INSTRUCTIONS FOR THE TASK: Write out the entries below exactly as they stand. Skip every image.

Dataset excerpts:
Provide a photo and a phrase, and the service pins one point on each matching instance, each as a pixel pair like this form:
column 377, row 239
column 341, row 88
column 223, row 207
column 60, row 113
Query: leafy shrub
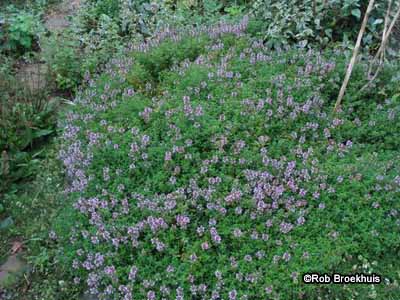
column 19, row 31
column 283, row 22
column 221, row 174
column 26, row 119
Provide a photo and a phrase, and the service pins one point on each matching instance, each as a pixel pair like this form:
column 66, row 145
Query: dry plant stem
column 382, row 48
column 388, row 32
column 354, row 57
column 383, row 38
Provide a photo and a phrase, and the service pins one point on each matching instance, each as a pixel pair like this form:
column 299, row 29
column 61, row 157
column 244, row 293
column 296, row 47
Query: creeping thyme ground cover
column 204, row 166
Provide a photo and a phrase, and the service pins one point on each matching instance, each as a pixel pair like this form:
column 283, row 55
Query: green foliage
column 20, row 31
column 26, row 120
column 317, row 21
column 352, row 227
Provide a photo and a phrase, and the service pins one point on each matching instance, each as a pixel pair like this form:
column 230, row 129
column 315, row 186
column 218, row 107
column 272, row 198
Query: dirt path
column 33, row 77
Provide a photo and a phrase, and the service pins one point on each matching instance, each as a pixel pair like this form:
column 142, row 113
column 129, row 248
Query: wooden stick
column 354, row 57
column 382, row 48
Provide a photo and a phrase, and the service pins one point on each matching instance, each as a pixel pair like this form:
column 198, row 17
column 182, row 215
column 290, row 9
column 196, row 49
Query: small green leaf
column 356, row 12
column 6, row 223
column 377, row 21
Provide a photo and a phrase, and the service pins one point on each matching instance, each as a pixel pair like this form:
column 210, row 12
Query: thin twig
column 382, row 49
column 354, row 57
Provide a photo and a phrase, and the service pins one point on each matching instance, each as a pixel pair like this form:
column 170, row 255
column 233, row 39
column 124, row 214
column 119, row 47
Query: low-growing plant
column 221, row 174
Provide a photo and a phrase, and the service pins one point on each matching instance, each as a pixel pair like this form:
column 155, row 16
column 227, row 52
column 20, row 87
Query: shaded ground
column 34, row 77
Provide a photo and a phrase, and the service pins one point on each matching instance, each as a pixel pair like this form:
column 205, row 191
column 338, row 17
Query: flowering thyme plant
column 196, row 164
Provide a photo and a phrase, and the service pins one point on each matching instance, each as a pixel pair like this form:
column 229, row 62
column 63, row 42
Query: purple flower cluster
column 166, row 188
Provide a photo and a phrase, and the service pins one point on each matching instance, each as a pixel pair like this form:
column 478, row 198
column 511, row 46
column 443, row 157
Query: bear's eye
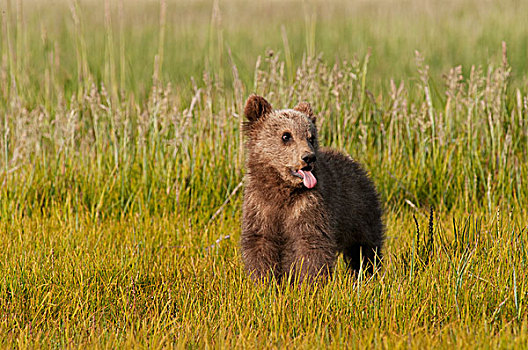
column 286, row 137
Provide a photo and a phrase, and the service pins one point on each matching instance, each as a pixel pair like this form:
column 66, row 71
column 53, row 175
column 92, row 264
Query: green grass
column 119, row 171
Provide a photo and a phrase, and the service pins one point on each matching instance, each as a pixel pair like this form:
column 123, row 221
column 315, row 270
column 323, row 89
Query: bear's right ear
column 256, row 107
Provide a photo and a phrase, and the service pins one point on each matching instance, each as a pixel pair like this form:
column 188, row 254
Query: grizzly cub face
column 285, row 143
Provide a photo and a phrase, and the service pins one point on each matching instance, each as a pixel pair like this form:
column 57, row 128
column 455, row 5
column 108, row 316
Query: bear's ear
column 256, row 107
column 304, row 107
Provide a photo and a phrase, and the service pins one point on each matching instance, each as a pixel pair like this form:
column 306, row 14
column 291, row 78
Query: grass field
column 121, row 164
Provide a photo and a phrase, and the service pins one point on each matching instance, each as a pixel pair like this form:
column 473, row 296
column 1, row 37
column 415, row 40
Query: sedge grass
column 120, row 175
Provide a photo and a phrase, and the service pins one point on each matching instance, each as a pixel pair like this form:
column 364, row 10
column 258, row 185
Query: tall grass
column 121, row 164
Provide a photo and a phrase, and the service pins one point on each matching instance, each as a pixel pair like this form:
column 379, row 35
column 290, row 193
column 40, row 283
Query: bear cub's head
column 281, row 143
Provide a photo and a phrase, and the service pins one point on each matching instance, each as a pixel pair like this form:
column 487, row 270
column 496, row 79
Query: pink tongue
column 308, row 178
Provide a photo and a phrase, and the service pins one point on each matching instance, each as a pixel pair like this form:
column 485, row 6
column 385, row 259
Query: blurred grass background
column 117, row 41
column 121, row 164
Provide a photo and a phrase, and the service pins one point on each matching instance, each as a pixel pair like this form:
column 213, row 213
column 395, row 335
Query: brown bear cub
column 303, row 205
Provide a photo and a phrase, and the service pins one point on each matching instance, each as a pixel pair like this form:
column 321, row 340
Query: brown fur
column 287, row 227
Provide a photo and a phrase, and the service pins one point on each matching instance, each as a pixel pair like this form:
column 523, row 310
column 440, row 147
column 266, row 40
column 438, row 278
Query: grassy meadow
column 121, row 167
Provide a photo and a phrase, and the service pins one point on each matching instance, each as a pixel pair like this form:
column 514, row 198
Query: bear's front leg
column 311, row 251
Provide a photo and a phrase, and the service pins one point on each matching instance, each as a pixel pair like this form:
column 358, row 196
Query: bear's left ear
column 304, row 107
column 256, row 107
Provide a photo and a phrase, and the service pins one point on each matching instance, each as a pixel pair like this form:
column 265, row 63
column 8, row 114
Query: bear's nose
column 309, row 158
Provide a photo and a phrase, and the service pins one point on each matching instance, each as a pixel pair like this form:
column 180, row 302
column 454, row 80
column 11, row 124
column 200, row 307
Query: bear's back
column 350, row 197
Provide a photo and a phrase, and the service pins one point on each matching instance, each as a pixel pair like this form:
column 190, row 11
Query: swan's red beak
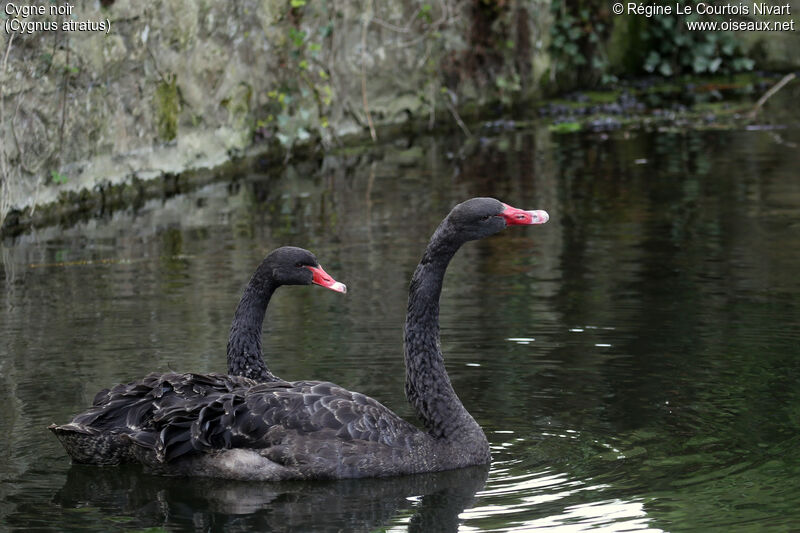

WRITTEN RESPONSE:
Provide a photo and a phrase, and the service pins one point on each matching instance, each as a pixel pair like this form:
column 377, row 239
column 341, row 88
column 223, row 207
column 60, row 113
Query: leafy shrub
column 19, row 31
column 283, row 22
column 221, row 174
column 26, row 119
Provide a photo and a phrase, and the service pins one point on each matching instance, each as a pixel pair like this form:
column 66, row 145
Query: dry plant stem
column 382, row 48
column 388, row 32
column 354, row 57
column 383, row 38
Provide a photo and a phrase, and the service pins one point on each matching instance, each as a pixel pair like this form:
column 299, row 29
column 61, row 157
column 244, row 293
column 296, row 47
Query: creeping thyme ground cover
column 204, row 166
Provide a photo and a phrase, and the service pins one point on each matching instance, each as a pixel pair like this form:
column 283, row 55
Query: green foliage
column 20, row 31
column 26, row 120
column 317, row 21
column 352, row 227
Provide a photo and a phrase, and the service pins one point on each matching instance, each as a pixel pair like this form:
column 230, row 129
column 315, row 186
column 218, row 107
column 272, row 198
Query: dirt path
column 33, row 77
Provide a photo and a phrase, and the service pins one point on each matching instance, each as a pixel pair like this form:
column 142, row 113
column 129, row 248
Query: wooden stick
column 354, row 57
column 382, row 48
Provide a photo and a phrase, and the service pins one point on each matching instance, each as a pixel pair like this form:
column 198, row 17
column 182, row 215
column 290, row 9
column 196, row 49
Query: small green leaf
column 356, row 12
column 6, row 223
column 377, row 21
Provide a photo and a phrase, and the service pins one point on each matching instance, each as a pixel pair like this form:
column 210, row 12
Query: thin twig
column 382, row 49
column 354, row 57
Provide a photo and a phrase, and the service pins one point on each matching instance, each as a pixel pair like this form:
column 170, row 255
column 233, row 39
column 124, row 214
column 119, row 47
Query: low-growing plant
column 221, row 174
Provide a photo and a phrase, and the service pins one point on each matching instance, each as a pixel pair like this form:
column 155, row 16
column 227, row 52
column 20, row 87
Query: shaded ground
column 34, row 77
Provide a photo and a phrase, and the service pins one point on each matching instance, each as a pixel pair like this form:
column 205, row 191
column 338, row 17
Query: flowering thyme plant
column 196, row 164
Provide a photo and a phrase, and the service pins one point on each matching instance, each as a pixel pair like this form:
column 229, row 62
column 63, row 42
Query: purple flower cluster
column 166, row 188
Provide a photo and a phrase, and the service pins one point on each matching instance, each as a pixel pair like this form:
column 478, row 198
column 511, row 46
column 443, row 157
Query: bear's eye
column 286, row 137
Provide a photo and a phrase, and the service pins one point on each matching instance, each as a pixel pair like this form:
column 66, row 71
column 53, row 175
column 92, row 264
Query: green grass
column 119, row 171
Provide a photo and a phrase, and the service pins one point on each matching instance, each as a pixel pair like this form:
column 123, row 221
column 315, row 270
column 323, row 89
Query: bear's right ear
column 256, row 107
Provide a photo and a phrase, and the service pins one point on each matching instance, each as a pixel pair like this form:
column 188, row 254
Query: grizzly cub face
column 285, row 143
Provide a photo and a phrase, and the service pins one point on each matching instance, each as a pixel pair like this form:
column 57, row 128
column 455, row 5
column 108, row 316
Query: bear's ear
column 256, row 107
column 304, row 107
Provide a photo and a phrase, and the service pins one point on each matching instance, each as a pixel pair like this form:
column 306, row 14
column 291, row 78
Query: grass field
column 121, row 164
Provide a photo and a phrase, and the service pins one point on each matching instance, each as a pixel pair like this form:
column 473, row 296
column 1, row 37
column 415, row 40
Query: sedge grass
column 120, row 175
Provide a photo and a phrase, and the service pins one point on each matching instance, each as a pixel pair like this form:
column 364, row 10
column 258, row 185
Query: tall grass
column 121, row 164
Provide a photo and a phrase, and the service pins one point on each matching instance, each as a pixel pair like this form:
column 379, row 35
column 290, row 193
column 40, row 283
Query: bear cub's head
column 281, row 143
Provide a photo and a phrase, and the service pins one point on each matching instance, each as a pixel pair like this form:
column 487, row 270
column 496, row 79
Query: pink tongue
column 308, row 178
Provide a photo and a phrase, and the service pins one point on each matching instance, each as a pixel pair like this form:
column 485, row 6
column 385, row 259
Query: blurred grass background
column 117, row 41
column 121, row 164
Provide a photo and a phrase, and the service pins one point on each matching instance, each as a pixel pair like this form:
column 213, row 213
column 395, row 335
Query: brown bear cub
column 303, row 205
Provide a photo and a phrase, and the service pins one point on each matching instance, each as a pixel pair like this form:
column 321, row 340
Query: brown fur
column 287, row 227
Provide a photo and a phrase, and the service pins one point on each matching instance, each as a pixel pair like this form:
column 523, row 310
column 440, row 147
column 266, row 40
column 438, row 278
Query: grassy meadow
column 121, row 167
Provide a photo and a phrase, and the service pins one point on each matching instance, each as a pixel pair like this form:
column 514, row 198
Query: bear's front leg
column 311, row 251
Provide a photo and a phrase, and the service pins one point on each matching instance, each as a pixel pair like this form:
column 358, row 196
Query: bear's left ear
column 304, row 107
column 256, row 107
Provide a photo and a phrase, and the service pins one point on each matching instance, each as a pixel pair like this form:
column 265, row 63
column 8, row 114
Query: bear's nose
column 309, row 158
Provide a photo and a phrase, and the service pins one point on each matching instance, each as a pixel pair like this form:
column 180, row 302
column 454, row 80
column 11, row 124
column 200, row 307
Query: bear's back
column 350, row 197
Provide a photo and a phrase, and the service pins one point on each matching instance, each as a pixel pair like this form:
column 190, row 11
Query: swan's red beak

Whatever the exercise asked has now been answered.